[Given problem] Reproduce the following lines word for word.

[Dataset items]
§ §
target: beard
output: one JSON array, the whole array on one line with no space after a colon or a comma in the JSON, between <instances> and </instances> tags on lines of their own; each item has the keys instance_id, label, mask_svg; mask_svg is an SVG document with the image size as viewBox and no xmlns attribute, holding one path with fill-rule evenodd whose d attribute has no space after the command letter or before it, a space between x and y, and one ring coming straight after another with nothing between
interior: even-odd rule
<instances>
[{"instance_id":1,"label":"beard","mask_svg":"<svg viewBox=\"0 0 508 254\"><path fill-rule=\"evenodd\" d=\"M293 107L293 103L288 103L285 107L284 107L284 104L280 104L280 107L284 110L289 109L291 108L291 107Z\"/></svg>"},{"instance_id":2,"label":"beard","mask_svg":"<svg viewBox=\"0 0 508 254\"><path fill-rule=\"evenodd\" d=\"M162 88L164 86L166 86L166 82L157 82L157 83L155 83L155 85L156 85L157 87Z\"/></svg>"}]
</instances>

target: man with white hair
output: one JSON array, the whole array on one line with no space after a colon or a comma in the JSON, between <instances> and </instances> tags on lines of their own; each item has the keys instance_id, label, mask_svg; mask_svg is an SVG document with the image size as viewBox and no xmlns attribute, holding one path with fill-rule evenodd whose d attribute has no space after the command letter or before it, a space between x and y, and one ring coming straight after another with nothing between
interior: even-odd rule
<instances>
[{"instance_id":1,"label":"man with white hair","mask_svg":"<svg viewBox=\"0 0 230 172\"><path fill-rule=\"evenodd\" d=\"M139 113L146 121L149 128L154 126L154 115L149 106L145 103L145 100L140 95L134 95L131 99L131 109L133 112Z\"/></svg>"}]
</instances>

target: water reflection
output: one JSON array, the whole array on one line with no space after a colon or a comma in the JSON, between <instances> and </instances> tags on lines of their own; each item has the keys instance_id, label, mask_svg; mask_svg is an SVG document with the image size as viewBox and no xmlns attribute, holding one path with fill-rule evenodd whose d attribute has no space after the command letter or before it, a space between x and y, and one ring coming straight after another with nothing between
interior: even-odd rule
§ §
[Task output]
target: beard
output: one JSON array, the whole array on one line with no space after a colon or a comma in the JSON, between <instances> and </instances> tags on lines of their own; each item has the keys instance_id, label, mask_svg; mask_svg is an SVG document with the image size as viewBox and no xmlns attribute, holding one path with fill-rule evenodd whose d attribute has no space after the command letter or before it, a space between x and y, and one ring coming straight after another with nothing between
interior: even-odd rule
<instances>
[{"instance_id":1,"label":"beard","mask_svg":"<svg viewBox=\"0 0 508 254\"><path fill-rule=\"evenodd\" d=\"M293 107L293 103L288 103L285 107L284 107L284 104L280 104L280 107L284 110L289 109L291 108L291 107Z\"/></svg>"},{"instance_id":2,"label":"beard","mask_svg":"<svg viewBox=\"0 0 508 254\"><path fill-rule=\"evenodd\" d=\"M162 88L164 86L166 86L166 82L157 82L157 83L155 83L155 85L156 85L157 87Z\"/></svg>"}]
</instances>

target: man with white hair
output: one JSON array, the whole array on one line with no space after a colon or a comma in the JSON, between <instances> and </instances> tags on lines of their own; each item has the keys instance_id, label, mask_svg; mask_svg is an SVG document with the image size as viewBox and no xmlns attribute, holding one path with fill-rule evenodd whose d attribute has no space after the command letter or before it, a space between x and y, and one ring coming straight after another with nothing between
interior: even-odd rule
<instances>
[{"instance_id":1,"label":"man with white hair","mask_svg":"<svg viewBox=\"0 0 230 172\"><path fill-rule=\"evenodd\" d=\"M139 113L146 121L149 128L154 126L154 115L149 106L145 103L145 100L140 95L134 95L131 99L131 109L133 112Z\"/></svg>"}]
</instances>

target: water reflection
output: one JSON array, the whole array on one line with no space after a colon or a comma in the JSON, between <instances> and </instances> tags on lines of their own; each item has the keys instance_id, label, mask_svg; mask_svg is an SVG document with the image size as viewBox and no xmlns attribute, holding one path with fill-rule evenodd whose d attribute has no space after the command letter or before it, a space between x and y, and one ring coming straight after another with nothing between
interior: even-odd rule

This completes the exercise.